■ Work required ■
How many lines in the items below contain the word "blade"? Case counts; reply with the number only.
┌─ Working data
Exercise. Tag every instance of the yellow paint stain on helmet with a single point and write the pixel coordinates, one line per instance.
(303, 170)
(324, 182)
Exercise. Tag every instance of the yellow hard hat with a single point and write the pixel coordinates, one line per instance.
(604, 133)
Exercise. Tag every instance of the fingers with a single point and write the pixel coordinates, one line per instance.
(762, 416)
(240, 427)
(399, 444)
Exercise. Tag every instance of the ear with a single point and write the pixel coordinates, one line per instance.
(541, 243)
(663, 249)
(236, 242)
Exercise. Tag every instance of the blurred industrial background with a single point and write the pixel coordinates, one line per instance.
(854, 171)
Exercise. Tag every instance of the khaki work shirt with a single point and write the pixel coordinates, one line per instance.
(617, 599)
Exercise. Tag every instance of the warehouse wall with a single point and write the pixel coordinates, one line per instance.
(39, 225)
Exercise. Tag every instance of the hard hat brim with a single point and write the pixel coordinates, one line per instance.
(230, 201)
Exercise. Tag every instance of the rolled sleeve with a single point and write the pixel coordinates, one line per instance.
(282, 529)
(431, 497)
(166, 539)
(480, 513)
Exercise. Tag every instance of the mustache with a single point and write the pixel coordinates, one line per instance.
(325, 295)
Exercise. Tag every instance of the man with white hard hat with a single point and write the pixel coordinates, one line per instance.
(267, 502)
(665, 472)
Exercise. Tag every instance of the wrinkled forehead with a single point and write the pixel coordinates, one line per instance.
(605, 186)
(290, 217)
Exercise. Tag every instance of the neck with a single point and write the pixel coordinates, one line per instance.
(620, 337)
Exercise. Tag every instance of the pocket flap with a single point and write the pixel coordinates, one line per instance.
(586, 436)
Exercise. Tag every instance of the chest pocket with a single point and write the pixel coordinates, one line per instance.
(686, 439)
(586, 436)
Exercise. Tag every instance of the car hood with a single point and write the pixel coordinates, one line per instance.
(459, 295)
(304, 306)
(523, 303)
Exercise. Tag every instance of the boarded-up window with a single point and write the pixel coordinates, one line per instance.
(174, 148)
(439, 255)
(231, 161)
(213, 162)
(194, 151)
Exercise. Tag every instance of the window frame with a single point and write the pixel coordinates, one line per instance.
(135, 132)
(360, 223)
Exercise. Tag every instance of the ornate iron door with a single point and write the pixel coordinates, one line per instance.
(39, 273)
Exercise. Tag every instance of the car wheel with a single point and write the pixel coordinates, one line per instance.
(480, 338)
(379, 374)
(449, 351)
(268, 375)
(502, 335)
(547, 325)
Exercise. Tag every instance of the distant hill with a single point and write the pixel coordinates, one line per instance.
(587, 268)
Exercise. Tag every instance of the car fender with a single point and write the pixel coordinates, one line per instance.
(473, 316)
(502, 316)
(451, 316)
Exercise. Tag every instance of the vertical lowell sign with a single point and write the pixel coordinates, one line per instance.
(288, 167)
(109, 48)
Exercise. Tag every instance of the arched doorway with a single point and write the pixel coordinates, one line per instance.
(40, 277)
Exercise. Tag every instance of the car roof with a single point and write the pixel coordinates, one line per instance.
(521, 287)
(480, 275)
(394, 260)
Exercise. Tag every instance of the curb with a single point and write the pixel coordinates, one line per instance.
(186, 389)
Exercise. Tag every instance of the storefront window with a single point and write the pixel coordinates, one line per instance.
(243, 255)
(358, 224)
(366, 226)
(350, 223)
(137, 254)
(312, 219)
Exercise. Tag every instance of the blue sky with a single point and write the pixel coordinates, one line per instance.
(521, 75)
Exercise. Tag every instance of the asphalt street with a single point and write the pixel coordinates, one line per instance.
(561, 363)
└─
┌─ Working data
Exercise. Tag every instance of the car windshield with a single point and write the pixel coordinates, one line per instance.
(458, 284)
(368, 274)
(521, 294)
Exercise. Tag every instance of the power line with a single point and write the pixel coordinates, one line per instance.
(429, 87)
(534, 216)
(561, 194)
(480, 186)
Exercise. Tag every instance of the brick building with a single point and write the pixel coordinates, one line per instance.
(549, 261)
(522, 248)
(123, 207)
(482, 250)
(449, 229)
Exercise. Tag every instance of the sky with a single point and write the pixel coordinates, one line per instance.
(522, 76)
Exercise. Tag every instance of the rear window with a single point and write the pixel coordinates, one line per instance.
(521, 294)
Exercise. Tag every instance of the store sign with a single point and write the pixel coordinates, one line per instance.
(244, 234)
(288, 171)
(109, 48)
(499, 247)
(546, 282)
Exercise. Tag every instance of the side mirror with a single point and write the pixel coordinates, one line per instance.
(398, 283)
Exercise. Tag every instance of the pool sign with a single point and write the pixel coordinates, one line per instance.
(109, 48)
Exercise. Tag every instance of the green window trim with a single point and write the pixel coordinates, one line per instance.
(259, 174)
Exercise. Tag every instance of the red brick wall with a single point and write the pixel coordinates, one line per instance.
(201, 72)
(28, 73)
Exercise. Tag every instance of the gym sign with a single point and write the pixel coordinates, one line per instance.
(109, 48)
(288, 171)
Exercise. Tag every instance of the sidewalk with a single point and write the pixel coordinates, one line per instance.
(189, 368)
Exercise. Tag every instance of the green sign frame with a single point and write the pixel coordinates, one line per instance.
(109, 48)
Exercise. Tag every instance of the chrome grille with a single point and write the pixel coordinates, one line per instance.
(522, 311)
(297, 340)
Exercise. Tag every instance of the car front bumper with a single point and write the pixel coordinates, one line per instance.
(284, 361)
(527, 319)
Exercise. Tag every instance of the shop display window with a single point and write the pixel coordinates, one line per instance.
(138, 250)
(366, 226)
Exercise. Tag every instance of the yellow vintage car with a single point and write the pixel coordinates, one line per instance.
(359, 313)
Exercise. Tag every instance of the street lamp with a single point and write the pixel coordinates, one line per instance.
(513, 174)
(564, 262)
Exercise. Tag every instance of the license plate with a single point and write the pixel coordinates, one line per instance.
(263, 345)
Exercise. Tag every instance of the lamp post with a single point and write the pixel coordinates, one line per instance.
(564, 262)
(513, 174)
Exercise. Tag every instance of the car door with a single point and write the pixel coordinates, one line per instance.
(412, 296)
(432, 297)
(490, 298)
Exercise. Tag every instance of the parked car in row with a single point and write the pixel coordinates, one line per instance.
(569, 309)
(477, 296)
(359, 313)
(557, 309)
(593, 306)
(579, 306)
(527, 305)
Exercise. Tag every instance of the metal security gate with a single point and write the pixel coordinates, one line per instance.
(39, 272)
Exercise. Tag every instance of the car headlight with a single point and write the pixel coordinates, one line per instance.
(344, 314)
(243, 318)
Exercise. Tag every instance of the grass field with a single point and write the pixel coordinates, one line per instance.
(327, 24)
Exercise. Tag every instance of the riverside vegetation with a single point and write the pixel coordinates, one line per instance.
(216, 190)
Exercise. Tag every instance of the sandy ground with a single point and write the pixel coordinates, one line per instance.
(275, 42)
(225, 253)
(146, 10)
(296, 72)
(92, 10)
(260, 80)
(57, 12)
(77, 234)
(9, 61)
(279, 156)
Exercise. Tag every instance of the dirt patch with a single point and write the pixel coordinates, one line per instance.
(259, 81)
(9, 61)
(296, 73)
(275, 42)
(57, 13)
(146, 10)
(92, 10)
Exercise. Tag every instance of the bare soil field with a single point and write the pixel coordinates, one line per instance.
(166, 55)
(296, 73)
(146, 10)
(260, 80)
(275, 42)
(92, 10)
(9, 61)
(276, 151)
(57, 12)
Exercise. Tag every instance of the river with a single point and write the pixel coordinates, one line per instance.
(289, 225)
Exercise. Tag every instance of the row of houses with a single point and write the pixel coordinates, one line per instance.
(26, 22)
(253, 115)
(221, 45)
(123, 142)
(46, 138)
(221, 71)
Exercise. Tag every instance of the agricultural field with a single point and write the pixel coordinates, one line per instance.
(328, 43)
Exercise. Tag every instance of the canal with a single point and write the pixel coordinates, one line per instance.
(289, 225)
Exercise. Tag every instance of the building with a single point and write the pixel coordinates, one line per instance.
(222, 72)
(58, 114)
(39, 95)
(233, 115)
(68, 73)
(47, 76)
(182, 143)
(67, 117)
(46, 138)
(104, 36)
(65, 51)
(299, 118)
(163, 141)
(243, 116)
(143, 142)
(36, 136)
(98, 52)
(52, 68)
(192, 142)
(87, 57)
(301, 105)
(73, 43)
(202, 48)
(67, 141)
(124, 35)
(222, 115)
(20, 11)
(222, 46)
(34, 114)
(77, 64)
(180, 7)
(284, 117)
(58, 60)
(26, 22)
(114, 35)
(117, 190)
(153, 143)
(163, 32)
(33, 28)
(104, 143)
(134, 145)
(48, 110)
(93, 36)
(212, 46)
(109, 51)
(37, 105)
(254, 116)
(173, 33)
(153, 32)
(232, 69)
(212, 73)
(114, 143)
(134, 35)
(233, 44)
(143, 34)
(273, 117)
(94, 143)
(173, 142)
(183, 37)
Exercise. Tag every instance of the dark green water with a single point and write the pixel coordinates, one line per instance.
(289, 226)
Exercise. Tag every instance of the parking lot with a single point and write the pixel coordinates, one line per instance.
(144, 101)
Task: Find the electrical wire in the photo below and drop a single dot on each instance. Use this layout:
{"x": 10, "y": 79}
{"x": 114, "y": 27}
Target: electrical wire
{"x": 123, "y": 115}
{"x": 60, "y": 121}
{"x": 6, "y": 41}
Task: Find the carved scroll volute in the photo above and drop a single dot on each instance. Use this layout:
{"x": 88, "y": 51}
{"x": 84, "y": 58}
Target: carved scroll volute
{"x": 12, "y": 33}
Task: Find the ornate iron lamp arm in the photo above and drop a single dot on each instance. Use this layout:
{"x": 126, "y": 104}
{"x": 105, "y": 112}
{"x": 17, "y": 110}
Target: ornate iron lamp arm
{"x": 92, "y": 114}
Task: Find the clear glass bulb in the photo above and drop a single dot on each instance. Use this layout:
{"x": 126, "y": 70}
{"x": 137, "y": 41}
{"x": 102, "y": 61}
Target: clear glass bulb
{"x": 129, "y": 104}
└─
┌─ Working data
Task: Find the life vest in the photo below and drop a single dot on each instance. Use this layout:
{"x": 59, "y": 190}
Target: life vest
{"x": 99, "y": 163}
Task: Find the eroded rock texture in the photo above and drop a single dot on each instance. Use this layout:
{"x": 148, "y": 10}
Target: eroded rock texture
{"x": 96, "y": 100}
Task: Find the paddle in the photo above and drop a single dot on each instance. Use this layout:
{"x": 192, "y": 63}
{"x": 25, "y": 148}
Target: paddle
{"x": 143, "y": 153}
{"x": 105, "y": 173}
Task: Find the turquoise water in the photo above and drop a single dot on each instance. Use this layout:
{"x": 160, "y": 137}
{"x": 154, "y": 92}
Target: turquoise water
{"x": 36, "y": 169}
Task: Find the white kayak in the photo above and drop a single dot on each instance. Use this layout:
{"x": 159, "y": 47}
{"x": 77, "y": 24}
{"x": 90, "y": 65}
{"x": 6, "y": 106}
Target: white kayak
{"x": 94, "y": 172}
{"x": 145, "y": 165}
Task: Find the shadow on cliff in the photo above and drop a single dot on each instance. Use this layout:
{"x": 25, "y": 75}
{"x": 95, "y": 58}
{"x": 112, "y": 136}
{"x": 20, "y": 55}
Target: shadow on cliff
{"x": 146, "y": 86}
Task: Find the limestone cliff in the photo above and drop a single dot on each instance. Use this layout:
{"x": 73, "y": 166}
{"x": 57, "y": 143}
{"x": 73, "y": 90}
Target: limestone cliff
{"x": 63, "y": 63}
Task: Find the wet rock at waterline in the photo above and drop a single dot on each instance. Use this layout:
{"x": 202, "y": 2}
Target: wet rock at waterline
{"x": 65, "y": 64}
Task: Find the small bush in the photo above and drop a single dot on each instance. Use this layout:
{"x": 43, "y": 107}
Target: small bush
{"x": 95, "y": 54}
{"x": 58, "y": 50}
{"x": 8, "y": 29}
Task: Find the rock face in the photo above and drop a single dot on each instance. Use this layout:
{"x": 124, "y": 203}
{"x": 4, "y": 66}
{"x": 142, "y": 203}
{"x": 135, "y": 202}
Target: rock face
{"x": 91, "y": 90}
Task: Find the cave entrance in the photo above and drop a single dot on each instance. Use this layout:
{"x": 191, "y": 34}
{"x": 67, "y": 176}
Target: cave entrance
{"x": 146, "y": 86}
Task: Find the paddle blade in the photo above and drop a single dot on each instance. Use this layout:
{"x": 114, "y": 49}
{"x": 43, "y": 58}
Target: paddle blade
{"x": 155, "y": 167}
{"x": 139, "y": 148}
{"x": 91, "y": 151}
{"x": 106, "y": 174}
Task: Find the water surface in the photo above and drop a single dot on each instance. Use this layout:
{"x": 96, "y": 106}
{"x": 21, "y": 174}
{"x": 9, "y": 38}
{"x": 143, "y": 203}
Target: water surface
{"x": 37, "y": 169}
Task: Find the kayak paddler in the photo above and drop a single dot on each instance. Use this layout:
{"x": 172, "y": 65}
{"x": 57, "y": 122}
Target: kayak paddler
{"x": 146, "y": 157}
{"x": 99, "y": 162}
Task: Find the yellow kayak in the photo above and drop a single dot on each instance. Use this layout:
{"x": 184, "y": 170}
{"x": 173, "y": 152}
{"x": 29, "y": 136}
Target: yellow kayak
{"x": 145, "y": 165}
└─
■ Expected answer ■
2